Mentre i mercati si innervosiscono, due giorni fa si è consumata l’ennesima tenzone mediatica a corollario della lunga negoziazione tra il presidente Obama – andato in prime time dalla Casa Bianca con una specie di discorso alla nazione – e lo speaker della Camera dei Rappresentanti, John Boehner che gli ha risposto di tutto punto nella stessa serata. Nel suo discorso Obama ha messo in campo un po’ di “scare tactics”, un po’ di tenue terrorismo psicologico, richiamando la possibilità del declassamento del debito americano (“Un piano di estensione del tetto al debito di sei mesi non eviterebbe il declassamento” ha dichiarato Obama) e del default (“Siamo sull’orlo di un default che potrebbe fare molto male all’economia” statunitense). La risposta di John Boehner ha tuonato più o meno così: “Il presidente vuole un assegno in bianco. Non lo avrà. E’ ora di tagliare la spesa”. Nel suo conciso intervento (quello del presidente Obama è durato 15 minuti), Boehner ha anche rilanciato la proposta di legge nota con il nome di “Cut, Cap and Balance Act”, votata dalla Camera bassa ma mai approdata al Senato a guida Democratica, che introdurrebbe forti tagli alla spesa pubblica storica portandola in poco meno di un decennio sotto il 20%. Un testo che tanto piace al senatore Repubblicano del caucus del Tea Party, John DeMint.
──────────────────────────────
* **Consegna**
(1) Per ciascuna affermazione stabilisci se concorda con il brano sul tetto del debito, rispondendo sì o no e citando le parole decisive del brano: (a) il discorso di Obama è durato 15 minuti; (b) il "Cut, Cap and Balance Act" è stato approvato dal Senato; (c) Boehner ha replicato a Obama il giorno successivo.
(2) Scrivi il seguito del brano sul tetto del debito, partendo dopo l'ultima frase.
L'elenco non ha alcun legame con il brano sul tetto del debito.

* **Elenco fornito**
──────────────────────────────
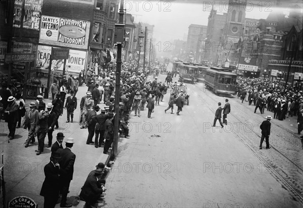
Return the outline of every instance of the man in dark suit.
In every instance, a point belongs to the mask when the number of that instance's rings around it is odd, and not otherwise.
[[[75,94],[74,90],[71,90],[71,95],[67,97],[65,103],[65,108],[67,112],[67,121],[66,123],[69,122],[70,115],[71,116],[71,122],[73,123],[74,118],[74,111],[77,108],[77,98],[74,96]]]
[[[93,120],[92,118],[97,115],[97,112],[99,111],[100,108],[99,106],[96,106],[93,110],[89,111],[87,113],[87,130],[88,130],[88,135],[86,140],[86,144],[92,145],[94,143],[92,142],[92,137],[94,135],[95,127],[96,126],[95,120]]]
[[[147,99],[147,105],[146,105],[146,108],[148,109],[148,112],[147,113],[147,118],[149,119],[151,119],[152,117],[152,113],[155,108],[155,99],[154,99],[154,97],[155,97],[155,95],[152,94],[152,97],[149,97]]]
[[[6,110],[4,112],[6,114],[6,118],[8,121],[8,126],[10,133],[9,133],[9,138],[10,139],[13,139],[15,137],[15,132],[16,131],[16,127],[17,122],[19,120],[18,109],[19,106],[15,102],[16,98],[13,96],[9,97],[8,99],[8,105]]]
[[[50,149],[52,152],[56,151],[58,149],[63,148],[63,146],[62,146],[62,142],[63,141],[64,138],[64,135],[63,135],[63,133],[57,133],[57,141],[55,142],[54,144],[53,144],[53,146],[52,146],[52,148]]]
[[[34,102],[29,103],[29,109],[25,113],[23,117],[23,124],[24,129],[28,129],[28,136],[25,141],[25,147],[27,147],[29,143],[32,144],[35,142],[35,130],[39,118],[38,118],[38,111],[36,110],[36,106]]]
[[[258,98],[257,99],[257,102],[256,103],[256,108],[255,108],[255,113],[256,113],[257,110],[259,108],[259,110],[260,110],[260,113],[261,113],[261,114],[263,114],[263,113],[262,112],[262,101],[263,100],[262,100],[262,98],[261,97],[261,96],[262,96],[262,95],[260,94],[259,95],[259,96],[258,97]]]
[[[56,99],[52,101],[52,104],[54,106],[53,110],[56,113],[57,116],[57,120],[56,121],[56,127],[55,128],[58,129],[59,127],[58,124],[59,116],[62,116],[63,114],[63,102],[60,99],[60,95],[59,94],[57,94],[56,95]]]
[[[45,179],[40,195],[44,196],[44,208],[54,208],[59,196],[60,165],[58,160],[60,158],[59,152],[52,152],[50,162],[44,168]]]
[[[53,141],[53,132],[54,132],[54,128],[58,119],[57,114],[53,111],[54,106],[51,103],[47,103],[46,108],[47,111],[46,113],[48,115],[47,118],[47,124],[48,125],[48,131],[47,131],[47,138],[48,138],[48,144],[47,148],[52,146]]]
[[[61,193],[62,197],[60,203],[61,207],[70,207],[72,204],[66,203],[67,194],[71,181],[73,180],[74,174],[74,164],[76,160],[76,155],[72,152],[72,147],[75,142],[72,138],[68,138],[65,141],[66,147],[65,149],[59,149],[57,150],[60,153],[61,158],[59,160],[62,174],[60,175],[60,184],[61,184]]]
[[[102,144],[104,144],[104,131],[105,122],[107,119],[107,115],[98,114],[91,118],[94,123],[97,124],[95,127],[95,147],[101,147]],[[100,138],[99,138],[99,134]]]
[[[44,148],[44,141],[48,130],[48,115],[45,111],[45,108],[43,106],[39,106],[38,110],[38,123],[36,129],[36,133],[38,137],[38,150],[35,150],[37,152],[37,155],[43,152]]]
[[[298,123],[298,134],[300,134],[301,131],[303,130],[303,109],[298,115],[297,122]]]
[[[222,122],[221,121],[221,115],[222,114],[222,108],[221,107],[221,102],[218,102],[218,106],[219,106],[219,107],[217,109],[217,111],[216,111],[216,114],[215,114],[215,119],[214,120],[214,125],[213,125],[214,127],[216,127],[216,123],[217,123],[217,120],[219,120],[219,123],[220,123],[221,127],[224,127],[223,124],[222,124]]]
[[[94,173],[87,177],[80,193],[80,200],[86,202],[86,207],[94,207],[93,205],[96,203],[98,198],[106,190],[98,182],[103,173],[102,169],[96,169],[94,171]]]
[[[260,142],[260,149],[262,149],[262,143],[264,141],[264,138],[265,138],[265,142],[266,142],[266,148],[270,148],[270,146],[269,146],[269,135],[270,134],[270,127],[271,126],[270,120],[272,117],[270,116],[267,116],[265,118],[266,120],[263,121],[260,125],[260,129],[262,130],[261,133],[262,134]]]
[[[227,125],[227,114],[230,113],[230,104],[228,103],[228,99],[225,99],[225,105],[223,110],[223,123]]]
──────────────────────────────
* **Risultati dell'esercizio**
(1)
(a) Sì: "quello del presidente Obama è durato 15 minuti".
(b) No: "votata dalla Camera bassa ma mai approdata al Senato a guida Democratica".
(c) No: "che gli ha risposto di tutto punto nella stessa serata".

(2)
Con il discorso dell’altro ieri Obama ha di fatto ripreso in mano le redini delle negoziazioni politiche, dopo l’ennesimo tentativo fallito di delega al Congresso per l’elaborazione di un piano bipartisan, quello della “banda dei sei”, una proposta fatta da tre senatori Democratici e tre senatori Repubblicani che si sono messi insieme per tirare fuori un accordo compromissorio che tenesse insieme le richieste Repubblicane di taglio alla spesa e un aumento delle tasse per finanziare parzialmente l’aumento del tetto al debito. Un ircocervo morto sul nascere.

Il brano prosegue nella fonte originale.